Each entry needs to be repeated exactly, with nothing added or removed.

**Entries shown:**
..............................
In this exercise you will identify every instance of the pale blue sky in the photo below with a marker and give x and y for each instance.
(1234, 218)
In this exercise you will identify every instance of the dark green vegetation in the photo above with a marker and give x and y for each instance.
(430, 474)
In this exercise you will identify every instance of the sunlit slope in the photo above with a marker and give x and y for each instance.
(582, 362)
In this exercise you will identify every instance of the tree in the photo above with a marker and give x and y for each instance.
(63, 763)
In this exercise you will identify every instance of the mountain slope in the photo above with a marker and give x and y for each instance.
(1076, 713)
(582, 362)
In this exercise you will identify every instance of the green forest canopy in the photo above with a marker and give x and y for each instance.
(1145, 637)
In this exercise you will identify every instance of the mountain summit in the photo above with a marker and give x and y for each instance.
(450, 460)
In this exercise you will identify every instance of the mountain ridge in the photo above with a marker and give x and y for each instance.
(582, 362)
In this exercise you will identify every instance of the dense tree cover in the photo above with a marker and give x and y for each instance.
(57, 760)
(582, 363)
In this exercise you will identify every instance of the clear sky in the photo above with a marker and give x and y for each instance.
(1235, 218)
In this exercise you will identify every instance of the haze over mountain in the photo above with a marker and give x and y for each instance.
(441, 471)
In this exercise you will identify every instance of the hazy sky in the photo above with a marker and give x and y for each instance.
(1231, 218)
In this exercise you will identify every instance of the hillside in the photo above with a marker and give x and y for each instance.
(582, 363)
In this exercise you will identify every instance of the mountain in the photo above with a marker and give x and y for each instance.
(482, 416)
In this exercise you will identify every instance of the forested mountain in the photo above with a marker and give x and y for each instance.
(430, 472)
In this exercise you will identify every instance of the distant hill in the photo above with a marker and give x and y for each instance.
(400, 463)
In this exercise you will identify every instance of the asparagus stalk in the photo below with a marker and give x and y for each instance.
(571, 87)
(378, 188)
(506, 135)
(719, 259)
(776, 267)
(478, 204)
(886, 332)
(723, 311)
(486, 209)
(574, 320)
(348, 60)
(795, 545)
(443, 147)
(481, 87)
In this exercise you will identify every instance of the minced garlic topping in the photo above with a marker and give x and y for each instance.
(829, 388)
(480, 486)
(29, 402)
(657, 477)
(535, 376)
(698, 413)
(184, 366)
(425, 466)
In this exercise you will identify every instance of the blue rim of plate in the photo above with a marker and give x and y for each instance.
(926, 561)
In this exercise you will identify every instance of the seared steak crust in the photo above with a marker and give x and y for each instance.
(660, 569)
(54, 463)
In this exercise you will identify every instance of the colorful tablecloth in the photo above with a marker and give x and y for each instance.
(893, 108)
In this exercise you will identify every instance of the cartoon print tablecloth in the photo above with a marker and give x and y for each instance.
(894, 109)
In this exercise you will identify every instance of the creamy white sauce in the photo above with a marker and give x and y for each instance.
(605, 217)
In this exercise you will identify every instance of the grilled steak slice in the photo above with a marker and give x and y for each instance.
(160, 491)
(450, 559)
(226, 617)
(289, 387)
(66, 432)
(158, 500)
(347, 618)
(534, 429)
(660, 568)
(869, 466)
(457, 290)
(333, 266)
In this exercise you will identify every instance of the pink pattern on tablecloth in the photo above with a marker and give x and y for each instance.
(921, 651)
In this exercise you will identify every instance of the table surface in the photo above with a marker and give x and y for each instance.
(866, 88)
..............................
**Expected output:**
In this exercise you will identify every instance of the pale blue sky in the photo below with a marker and give x and y for each instance.
(1234, 218)
In this exercise you will identify every instance of the dark green vegetation in the photo above with a marker and give x and y for each instance.
(430, 474)
In this exercise you will identify every instance of the sunlit slope in the photo above with a marker and give x and y for each instance.
(582, 362)
In this exercise you will identify every instance of the tree in the photo above with a marker and give x and y for each instance.
(63, 763)
In this exercise you will identify every instance of the mountain slope in the photo above with a marker and give x and y for each instance.
(1076, 713)
(582, 362)
In this exercise you will identify every instance of the green forest canopy in the photo above with a marker and give x and y for each instance.
(1145, 637)
In this exercise you will identify every instance of the mountain summit in the photo above with a marker and give x and y for each instance.
(450, 460)
In this exercise you will identify every instance of the mountain ridge in the photo above with a marker and give x and y for each instance.
(582, 362)
In this exercise you will identify every instance of the dense tree cover in the photo above with a marker and give x and y for each instance.
(57, 760)
(582, 363)
In this exercise you will identify every instance of the clear sky in the photo above with a marker and give x and y for each instance.
(1235, 218)
In this exercise you will identify every instance of the haze over mountain in the photo above with a marker and give x and y for each instance.
(441, 471)
In this exercise you will identify every instance of the hazy sky in the photo above with a marker and give x and y for each instance.
(1231, 218)
In this exercise you will identify every instance of the hillside in the photo above with a marker and give x and y for each instance.
(582, 363)
In this exercise you will identify every instance of the mountain in the photo above with a marker and give x and y for each instance.
(482, 416)
In this exercise you will identify every instance of the forested mountain in the photo above with a marker and give x and y for each instance.
(430, 472)
In this exercise you will identify every instance of the distant hill in the photo above with a marker and give x and y for each instance.
(400, 463)
In this exercise you will identify every instance of the asparagus stalk in the photo below with a marker and give x and y for each instance.
(571, 87)
(378, 188)
(506, 135)
(719, 259)
(776, 267)
(478, 204)
(886, 332)
(723, 311)
(486, 209)
(574, 320)
(348, 60)
(795, 545)
(443, 147)
(481, 87)
In this exercise you will identify every instance of the minced garlic topping in the photo above with a marker and give x and y for each instance.
(829, 388)
(480, 486)
(29, 402)
(657, 477)
(535, 376)
(698, 413)
(184, 366)
(425, 466)
In this exercise you will identify every instance of the blue rim of plate in the photo above with a marker and give x and y for each instance.
(926, 561)
In this exercise you will identify every instance of the seared steak crust in the photo above with a marker and give x and y for each instance.
(660, 569)
(54, 463)
In this exercise you will identify every instance of the colorful tablecloth in the photo above with a marker and give x and y for each instance.
(893, 108)
In this exercise you will identify every instance of the cartoon print tablecloth in the photo above with a marker and give x and y for each instance.
(894, 109)
In this exercise you will identify every instance of the creamy white sauce in the photo above with a marker and give x and y for each instance.
(605, 217)
In this exercise you will identify every instance of the grilled steak slice in the photo above with a marker and give x and y for each instance.
(160, 491)
(450, 559)
(226, 617)
(289, 387)
(66, 432)
(158, 500)
(347, 618)
(534, 429)
(660, 568)
(869, 466)
(457, 290)
(333, 266)
In this exercise you will identify every instance of the pink pattern on tablecloth in the photo above with a marker and give x and y for each instance.
(921, 651)
In this exercise you will identify every instance of the table surface in the photo above with a marker and give x and y for each instance.
(866, 88)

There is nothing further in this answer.